[Aim]
Copy out, exactly as given, every line from the line with "Objective — a point for each instance of the nose" to the end of the listing, both of those lines included.

— BEGIN Data provided —

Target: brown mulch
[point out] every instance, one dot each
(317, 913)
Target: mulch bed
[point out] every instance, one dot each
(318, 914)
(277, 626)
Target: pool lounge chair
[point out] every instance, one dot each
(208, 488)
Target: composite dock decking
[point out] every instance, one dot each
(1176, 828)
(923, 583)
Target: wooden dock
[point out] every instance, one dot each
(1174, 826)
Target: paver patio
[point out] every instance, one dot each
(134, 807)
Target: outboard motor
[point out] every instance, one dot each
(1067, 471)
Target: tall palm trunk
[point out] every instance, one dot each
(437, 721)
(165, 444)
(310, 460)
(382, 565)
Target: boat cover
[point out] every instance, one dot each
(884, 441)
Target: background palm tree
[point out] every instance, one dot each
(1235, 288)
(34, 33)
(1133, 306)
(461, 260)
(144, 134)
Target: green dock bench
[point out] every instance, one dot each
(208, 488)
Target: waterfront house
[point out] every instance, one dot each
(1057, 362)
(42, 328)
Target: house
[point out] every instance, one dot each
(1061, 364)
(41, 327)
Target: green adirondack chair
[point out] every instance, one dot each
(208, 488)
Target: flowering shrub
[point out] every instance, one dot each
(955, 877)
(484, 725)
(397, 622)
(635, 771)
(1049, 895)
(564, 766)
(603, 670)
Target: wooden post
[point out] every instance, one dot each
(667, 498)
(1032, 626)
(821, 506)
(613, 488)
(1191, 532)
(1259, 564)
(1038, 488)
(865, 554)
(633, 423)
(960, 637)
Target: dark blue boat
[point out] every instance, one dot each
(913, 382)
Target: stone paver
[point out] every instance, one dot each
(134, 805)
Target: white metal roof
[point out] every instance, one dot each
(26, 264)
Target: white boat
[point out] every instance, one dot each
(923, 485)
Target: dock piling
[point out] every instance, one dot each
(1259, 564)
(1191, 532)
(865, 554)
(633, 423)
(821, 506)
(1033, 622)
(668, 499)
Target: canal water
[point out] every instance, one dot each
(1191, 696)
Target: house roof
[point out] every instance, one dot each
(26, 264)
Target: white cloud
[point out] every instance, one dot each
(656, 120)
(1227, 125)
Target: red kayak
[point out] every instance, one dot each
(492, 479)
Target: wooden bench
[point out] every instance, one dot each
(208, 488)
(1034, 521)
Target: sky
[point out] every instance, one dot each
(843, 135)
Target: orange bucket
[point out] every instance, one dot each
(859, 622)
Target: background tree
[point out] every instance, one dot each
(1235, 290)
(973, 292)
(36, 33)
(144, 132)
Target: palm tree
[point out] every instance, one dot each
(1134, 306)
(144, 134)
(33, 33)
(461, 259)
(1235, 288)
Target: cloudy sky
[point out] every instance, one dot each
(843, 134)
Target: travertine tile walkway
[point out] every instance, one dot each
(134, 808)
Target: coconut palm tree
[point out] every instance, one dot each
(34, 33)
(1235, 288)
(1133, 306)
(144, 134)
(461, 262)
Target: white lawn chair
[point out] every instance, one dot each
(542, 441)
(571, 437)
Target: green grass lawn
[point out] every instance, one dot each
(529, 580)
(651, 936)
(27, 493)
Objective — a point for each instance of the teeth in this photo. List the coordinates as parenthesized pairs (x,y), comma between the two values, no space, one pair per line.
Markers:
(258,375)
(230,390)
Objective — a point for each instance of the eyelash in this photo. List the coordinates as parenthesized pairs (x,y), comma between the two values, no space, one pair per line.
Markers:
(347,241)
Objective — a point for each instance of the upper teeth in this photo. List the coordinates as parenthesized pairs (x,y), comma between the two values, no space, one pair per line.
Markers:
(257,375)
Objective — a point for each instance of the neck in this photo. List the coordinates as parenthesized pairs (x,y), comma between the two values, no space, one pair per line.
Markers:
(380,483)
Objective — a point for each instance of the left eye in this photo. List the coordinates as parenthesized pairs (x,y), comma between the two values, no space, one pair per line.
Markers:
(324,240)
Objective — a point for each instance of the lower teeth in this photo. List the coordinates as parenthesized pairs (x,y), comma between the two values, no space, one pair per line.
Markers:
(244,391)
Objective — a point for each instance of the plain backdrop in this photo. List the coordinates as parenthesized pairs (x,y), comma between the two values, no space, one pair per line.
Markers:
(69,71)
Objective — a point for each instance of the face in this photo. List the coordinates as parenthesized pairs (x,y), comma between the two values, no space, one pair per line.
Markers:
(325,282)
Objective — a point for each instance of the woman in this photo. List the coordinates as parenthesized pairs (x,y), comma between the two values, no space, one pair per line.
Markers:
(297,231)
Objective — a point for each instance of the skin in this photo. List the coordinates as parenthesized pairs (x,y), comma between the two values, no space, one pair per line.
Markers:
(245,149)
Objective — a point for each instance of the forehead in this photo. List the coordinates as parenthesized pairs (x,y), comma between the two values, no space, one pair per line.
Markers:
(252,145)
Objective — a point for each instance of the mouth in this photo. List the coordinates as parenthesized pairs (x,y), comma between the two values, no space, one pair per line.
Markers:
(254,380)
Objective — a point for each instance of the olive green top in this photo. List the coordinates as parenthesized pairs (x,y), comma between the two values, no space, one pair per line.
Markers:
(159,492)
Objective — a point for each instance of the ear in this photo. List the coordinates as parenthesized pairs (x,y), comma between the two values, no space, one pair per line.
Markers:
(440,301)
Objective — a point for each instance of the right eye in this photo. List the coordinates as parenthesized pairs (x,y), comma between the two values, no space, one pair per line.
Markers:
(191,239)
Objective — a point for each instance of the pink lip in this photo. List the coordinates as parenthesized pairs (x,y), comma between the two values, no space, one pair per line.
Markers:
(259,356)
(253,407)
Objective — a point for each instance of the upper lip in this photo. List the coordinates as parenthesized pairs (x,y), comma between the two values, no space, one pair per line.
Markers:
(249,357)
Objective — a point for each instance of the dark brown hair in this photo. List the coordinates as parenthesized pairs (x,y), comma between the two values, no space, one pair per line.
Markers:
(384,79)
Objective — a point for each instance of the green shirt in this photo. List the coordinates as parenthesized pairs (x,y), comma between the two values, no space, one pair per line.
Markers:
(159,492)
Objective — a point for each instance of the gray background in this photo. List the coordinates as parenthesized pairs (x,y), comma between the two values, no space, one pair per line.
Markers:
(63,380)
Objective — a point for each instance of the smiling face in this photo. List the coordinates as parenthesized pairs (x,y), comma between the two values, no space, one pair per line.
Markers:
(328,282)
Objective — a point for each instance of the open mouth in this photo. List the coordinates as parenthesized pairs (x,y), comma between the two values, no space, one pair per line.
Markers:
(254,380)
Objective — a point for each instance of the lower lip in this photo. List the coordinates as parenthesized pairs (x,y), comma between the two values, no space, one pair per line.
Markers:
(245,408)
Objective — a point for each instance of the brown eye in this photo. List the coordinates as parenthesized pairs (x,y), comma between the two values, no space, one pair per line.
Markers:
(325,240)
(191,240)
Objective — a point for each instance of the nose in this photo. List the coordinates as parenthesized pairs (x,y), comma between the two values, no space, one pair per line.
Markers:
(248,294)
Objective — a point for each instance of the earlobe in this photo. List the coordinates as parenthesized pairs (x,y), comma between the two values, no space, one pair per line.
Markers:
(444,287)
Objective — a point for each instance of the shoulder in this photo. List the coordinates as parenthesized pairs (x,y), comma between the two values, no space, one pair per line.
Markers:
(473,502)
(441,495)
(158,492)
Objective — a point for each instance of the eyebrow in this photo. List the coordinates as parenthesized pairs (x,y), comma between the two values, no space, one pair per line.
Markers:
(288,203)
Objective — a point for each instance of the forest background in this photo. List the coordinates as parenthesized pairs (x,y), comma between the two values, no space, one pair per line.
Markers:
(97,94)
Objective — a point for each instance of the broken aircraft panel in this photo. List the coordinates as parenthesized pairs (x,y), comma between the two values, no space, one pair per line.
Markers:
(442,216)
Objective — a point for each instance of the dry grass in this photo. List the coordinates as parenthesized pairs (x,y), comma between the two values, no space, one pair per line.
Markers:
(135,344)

— END Data provided —

[Result for this task]
Objective — a point for each instance of the nose in this photo. List the coordinates as parenthesized pairs (x,y), comma between the two values, no space, one pair per line.
Markers:
(248,294)
Objective — a point for each instance of the earlobe in this photo. List the coordinates as parenthesized pairs (x,y), comma between the two values, no space, one pair per line.
Markers:
(444,287)
Objective — a point for each instance of the shoulder in this photo. List the coordinates as parenthesized pairs (x,y), comma between the two values, no space, one pair per line.
Markers:
(473,502)
(441,495)
(158,492)
Objective — a point for each instance of the eyebrow in this photo. List the coordinates as parenthesized pairs (x,y), comma between the two values, no space, one pair per line.
Markers:
(288,203)
Objective — a point for each instance of the forest background in this photo. List the coordinates as parenthesized pairs (x,y), comma between the two values, no space, one pair per line.
Markers:
(97,94)
Objective — a point for each instance of the broken aircraft panel in this photo. List the coordinates as parenthesized pairs (x,y), comma between the two values, no space, one pair per line.
Markers:
(442,216)
Objective — a point for each instance of the dry grass in this photo. List the coordinates as parenthesized pairs (x,y), comma between the two values, no space, one pair per line.
Markers:
(135,344)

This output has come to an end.